**WHAT IS REQUIRED**
Using the text on helping loved ones stop smoking, explain in one to three sentences why it warns against preaching to or judging the smoker.

How to Help Your Loved Ones Stop Smoking?
It’s important to note that you cannot force a friend or loved one quit cigarettes; the decision has to be made by them. But once they decide to go cold turkey, you can support and encourage them to stay on the right track so that they feel less stressed about quitting.
Discuss potential treatment options with the smoker; ask your friends if they had already tried any quitting methods before they turned to you. But above all, don’t preach or judge – people don’t like being judged, especially if they are aware that they are doing something wrong. It’s like restating the obvious for the 10th time, and it will bring nothing but a useless quarrel.
If a loved one slips or relapses, make sure you do everything to keep them uplifted. The worst thing you can do to a smoker makes them feel guilty because it will induce a whole litany of negative emotions. So instead of sticking the needle into their conscience, congratulate them on the time they spent without cigarettes and make them feel appreciated for their effort.
Smoking Teens – How to Persuade Them to Quit?
The majority of smokers try their first cigarette around the age of 11. These statistics can be worrying for parents, but once you see your child smoking, treat it as a unique challenge that peers pressure teen face when it comes to giving up on smoking.

Dataset items
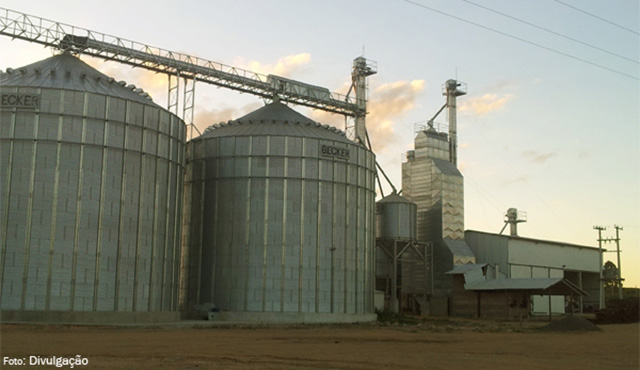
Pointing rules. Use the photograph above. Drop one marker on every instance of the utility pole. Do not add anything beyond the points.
(600, 240)
(617, 239)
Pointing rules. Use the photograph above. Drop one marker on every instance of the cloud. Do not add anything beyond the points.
(285, 66)
(538, 157)
(484, 105)
(516, 180)
(388, 104)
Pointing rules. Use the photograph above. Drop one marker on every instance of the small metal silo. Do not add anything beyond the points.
(402, 262)
(91, 195)
(396, 218)
(281, 220)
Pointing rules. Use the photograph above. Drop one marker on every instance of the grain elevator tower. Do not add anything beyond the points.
(431, 179)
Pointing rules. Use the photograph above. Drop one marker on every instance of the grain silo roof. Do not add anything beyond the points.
(275, 119)
(394, 198)
(67, 72)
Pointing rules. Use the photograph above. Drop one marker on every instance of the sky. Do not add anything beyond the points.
(549, 125)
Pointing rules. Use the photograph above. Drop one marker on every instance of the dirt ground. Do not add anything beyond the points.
(426, 345)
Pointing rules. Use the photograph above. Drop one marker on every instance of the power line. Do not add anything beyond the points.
(550, 31)
(521, 39)
(597, 17)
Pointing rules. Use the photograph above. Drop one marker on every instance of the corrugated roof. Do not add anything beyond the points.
(275, 119)
(517, 237)
(67, 72)
(553, 286)
(458, 247)
(465, 268)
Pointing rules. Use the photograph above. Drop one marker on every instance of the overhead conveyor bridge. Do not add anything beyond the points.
(190, 68)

**ANSWER BOX**
People don't like being judged, especially when they already know they are doing something wrong. Preaching is like restating the obvious for the 10th time, and it brings nothing but a useless quarrel.